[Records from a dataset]
☆ ☆ ☆ ☆

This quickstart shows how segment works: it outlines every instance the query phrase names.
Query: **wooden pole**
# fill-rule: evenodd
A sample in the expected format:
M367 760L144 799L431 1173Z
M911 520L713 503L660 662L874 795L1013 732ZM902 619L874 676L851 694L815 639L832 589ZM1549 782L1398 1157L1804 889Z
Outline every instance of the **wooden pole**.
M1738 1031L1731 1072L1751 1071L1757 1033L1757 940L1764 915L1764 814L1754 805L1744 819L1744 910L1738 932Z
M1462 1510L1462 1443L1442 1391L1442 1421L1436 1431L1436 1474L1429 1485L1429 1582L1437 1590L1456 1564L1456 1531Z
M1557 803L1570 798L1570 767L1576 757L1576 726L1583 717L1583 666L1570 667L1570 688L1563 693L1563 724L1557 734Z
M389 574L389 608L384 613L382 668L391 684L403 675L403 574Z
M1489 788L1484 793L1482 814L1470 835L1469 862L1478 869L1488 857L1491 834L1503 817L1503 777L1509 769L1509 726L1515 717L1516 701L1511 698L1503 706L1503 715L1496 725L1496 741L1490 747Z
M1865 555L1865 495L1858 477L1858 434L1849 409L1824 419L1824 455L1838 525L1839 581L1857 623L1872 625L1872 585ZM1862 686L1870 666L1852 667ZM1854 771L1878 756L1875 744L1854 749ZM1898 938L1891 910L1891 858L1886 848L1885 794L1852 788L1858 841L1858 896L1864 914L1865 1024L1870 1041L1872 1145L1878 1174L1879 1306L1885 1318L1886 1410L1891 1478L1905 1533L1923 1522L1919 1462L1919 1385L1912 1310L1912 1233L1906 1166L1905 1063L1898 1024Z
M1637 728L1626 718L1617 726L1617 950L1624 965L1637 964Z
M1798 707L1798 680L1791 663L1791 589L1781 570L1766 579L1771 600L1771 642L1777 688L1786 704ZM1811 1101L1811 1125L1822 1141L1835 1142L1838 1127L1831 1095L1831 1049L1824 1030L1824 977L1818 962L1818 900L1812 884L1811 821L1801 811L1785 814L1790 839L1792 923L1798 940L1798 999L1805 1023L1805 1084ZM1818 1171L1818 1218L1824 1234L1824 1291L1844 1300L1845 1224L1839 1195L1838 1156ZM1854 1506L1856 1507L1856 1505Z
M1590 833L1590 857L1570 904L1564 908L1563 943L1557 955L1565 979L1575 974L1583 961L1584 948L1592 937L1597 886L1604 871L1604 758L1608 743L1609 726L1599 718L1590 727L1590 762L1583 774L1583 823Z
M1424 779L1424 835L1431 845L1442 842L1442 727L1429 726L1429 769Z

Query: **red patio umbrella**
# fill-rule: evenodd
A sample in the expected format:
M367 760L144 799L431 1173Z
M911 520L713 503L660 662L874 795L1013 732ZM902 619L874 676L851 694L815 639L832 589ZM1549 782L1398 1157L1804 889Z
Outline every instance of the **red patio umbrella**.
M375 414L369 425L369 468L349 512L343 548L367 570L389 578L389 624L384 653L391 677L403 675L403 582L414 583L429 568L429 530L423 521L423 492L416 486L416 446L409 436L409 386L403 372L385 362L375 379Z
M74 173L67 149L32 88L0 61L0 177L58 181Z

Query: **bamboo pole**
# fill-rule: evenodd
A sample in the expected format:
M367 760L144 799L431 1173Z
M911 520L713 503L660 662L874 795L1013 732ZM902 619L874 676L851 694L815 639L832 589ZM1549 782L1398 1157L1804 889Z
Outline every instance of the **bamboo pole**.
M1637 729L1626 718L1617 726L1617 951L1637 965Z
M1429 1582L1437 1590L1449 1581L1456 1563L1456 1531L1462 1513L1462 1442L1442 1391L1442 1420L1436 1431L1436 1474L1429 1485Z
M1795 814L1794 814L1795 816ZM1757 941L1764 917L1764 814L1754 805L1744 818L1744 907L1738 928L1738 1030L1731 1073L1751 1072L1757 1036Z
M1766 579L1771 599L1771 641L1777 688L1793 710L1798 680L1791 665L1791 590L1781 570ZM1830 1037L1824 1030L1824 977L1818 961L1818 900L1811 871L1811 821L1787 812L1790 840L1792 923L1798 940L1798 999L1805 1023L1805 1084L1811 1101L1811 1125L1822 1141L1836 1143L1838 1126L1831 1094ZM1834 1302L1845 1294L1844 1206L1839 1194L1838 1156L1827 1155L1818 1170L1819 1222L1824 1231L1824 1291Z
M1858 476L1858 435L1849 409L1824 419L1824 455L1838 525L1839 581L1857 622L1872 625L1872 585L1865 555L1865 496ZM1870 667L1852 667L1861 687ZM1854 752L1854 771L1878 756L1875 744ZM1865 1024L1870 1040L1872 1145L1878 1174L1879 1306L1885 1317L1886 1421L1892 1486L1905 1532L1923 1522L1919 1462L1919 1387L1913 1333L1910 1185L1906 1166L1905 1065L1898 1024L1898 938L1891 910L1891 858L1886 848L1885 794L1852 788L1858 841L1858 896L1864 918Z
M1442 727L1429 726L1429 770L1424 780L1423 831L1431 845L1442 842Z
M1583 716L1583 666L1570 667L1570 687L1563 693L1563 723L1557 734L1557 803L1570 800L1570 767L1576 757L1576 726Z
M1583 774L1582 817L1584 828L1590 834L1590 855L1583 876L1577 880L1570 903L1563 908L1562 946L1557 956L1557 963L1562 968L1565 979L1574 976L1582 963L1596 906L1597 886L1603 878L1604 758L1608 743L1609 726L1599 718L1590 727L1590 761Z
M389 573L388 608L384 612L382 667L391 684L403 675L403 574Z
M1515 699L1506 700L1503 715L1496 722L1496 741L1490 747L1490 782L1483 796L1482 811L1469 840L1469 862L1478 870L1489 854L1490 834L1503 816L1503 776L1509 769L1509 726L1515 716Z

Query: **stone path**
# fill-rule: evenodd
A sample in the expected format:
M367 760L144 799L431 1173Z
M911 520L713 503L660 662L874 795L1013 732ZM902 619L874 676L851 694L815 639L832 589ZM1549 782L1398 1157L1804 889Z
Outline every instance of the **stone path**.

☆ ☆ ☆ ☆

Which lines of the entries above contain the word "path"? Copy each of them.

▶ _Exercise result_
Query: **stone path**
Outline every instance of the **stone path**.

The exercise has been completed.